WHAT TO WORK ON
Transcribe, without alteration, only the lines from the one containing "Return the bounding" through the last line of the material, both ends included.

TASK MATERIAL
__________

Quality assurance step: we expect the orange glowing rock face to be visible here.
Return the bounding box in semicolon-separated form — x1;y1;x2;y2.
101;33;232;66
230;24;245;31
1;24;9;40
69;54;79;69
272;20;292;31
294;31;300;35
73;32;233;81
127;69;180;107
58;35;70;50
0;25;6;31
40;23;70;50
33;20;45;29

__________

TASK OUTPUT
Return the bounding box in semicolon-separated form — x1;y1;x2;y2.
101;33;232;66
230;24;245;31
1;24;9;40
69;54;79;69
272;20;292;31
294;31;300;35
73;32;233;81
127;69;180;107
58;35;70;50
0;25;6;31
40;23;70;50
33;20;45;29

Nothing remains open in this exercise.